*TASK STATEMENT*. Below are some entries. Copy each line that holds the string "driveway".

____ DATASET EXCERPTS

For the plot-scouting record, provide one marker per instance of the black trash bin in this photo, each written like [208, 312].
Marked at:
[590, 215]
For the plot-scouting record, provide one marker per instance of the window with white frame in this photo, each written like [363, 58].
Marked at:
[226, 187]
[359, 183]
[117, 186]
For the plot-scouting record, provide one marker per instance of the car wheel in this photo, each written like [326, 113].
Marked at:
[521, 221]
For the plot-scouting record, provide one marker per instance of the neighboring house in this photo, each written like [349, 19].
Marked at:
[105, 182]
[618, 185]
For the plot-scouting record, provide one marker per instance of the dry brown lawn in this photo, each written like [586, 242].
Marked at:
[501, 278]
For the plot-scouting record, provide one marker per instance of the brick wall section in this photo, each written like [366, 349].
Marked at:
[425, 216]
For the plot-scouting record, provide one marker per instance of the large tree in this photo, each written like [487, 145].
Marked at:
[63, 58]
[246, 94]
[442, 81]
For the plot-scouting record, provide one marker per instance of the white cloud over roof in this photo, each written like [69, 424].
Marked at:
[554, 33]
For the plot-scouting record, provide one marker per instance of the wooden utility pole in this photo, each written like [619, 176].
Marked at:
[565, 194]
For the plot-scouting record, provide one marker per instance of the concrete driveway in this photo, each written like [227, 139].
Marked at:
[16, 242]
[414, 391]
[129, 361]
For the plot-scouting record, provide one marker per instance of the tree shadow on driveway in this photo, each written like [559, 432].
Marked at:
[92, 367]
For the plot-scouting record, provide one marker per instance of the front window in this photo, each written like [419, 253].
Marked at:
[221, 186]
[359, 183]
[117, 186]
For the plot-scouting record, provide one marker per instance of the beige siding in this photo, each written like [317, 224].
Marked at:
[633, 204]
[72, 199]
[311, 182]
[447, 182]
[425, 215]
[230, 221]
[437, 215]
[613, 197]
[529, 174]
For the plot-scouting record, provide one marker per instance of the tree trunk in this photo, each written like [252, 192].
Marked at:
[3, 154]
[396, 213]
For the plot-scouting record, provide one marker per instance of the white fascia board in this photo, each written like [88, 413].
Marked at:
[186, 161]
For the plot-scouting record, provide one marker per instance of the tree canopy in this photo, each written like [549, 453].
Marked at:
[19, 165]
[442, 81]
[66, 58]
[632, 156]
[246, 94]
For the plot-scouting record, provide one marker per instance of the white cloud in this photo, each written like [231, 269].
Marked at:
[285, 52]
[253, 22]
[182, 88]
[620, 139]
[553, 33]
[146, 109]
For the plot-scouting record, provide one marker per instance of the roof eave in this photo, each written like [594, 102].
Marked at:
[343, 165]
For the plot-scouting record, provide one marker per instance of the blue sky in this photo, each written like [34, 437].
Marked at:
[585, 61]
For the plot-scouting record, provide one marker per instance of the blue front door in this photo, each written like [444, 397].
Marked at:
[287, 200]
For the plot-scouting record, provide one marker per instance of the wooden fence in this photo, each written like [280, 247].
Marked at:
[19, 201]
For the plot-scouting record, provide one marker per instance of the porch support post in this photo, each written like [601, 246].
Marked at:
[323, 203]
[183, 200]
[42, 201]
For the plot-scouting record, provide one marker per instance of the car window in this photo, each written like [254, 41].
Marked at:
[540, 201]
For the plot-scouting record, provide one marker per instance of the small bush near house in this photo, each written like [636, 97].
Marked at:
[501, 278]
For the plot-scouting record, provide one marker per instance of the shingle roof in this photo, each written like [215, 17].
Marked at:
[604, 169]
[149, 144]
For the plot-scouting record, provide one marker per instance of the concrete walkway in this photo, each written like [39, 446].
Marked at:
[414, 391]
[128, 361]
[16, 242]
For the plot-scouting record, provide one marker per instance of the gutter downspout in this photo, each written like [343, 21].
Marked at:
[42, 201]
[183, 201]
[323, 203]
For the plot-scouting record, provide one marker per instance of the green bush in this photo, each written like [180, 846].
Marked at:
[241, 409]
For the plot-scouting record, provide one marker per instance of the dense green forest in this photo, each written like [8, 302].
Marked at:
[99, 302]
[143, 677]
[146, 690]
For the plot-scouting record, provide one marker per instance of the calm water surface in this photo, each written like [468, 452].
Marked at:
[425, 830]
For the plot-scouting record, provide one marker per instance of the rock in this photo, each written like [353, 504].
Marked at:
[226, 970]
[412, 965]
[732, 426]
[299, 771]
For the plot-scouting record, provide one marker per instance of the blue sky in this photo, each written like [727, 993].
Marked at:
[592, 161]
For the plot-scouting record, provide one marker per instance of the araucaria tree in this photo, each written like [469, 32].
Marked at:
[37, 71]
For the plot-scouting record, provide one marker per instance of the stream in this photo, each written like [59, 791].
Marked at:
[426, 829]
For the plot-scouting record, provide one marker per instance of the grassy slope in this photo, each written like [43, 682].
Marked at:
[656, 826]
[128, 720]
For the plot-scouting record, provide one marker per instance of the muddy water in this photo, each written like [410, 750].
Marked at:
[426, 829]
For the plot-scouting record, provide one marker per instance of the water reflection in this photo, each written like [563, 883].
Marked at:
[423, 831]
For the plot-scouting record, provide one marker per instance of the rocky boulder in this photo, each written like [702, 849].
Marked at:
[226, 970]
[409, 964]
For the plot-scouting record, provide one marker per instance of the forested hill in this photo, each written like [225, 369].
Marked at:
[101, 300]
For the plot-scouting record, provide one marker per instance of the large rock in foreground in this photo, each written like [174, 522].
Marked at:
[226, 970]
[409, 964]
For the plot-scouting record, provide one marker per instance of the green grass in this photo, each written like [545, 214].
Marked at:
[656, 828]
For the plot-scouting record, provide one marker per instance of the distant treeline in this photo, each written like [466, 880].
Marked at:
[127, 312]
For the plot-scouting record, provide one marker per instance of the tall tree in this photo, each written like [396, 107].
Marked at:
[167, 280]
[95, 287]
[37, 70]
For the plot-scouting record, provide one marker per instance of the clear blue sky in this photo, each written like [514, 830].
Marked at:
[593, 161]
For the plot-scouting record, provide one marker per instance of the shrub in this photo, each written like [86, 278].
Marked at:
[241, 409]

________

*SOLUTION FOR THIS TASK*.
For the plot-scouting record, provide one marker per instance of the concrete driveway in this photo, each written like [227, 139].
For the plot-scouting record, provide one marker per instance of the tree shadow on driveway in this photo, each written like [559, 432].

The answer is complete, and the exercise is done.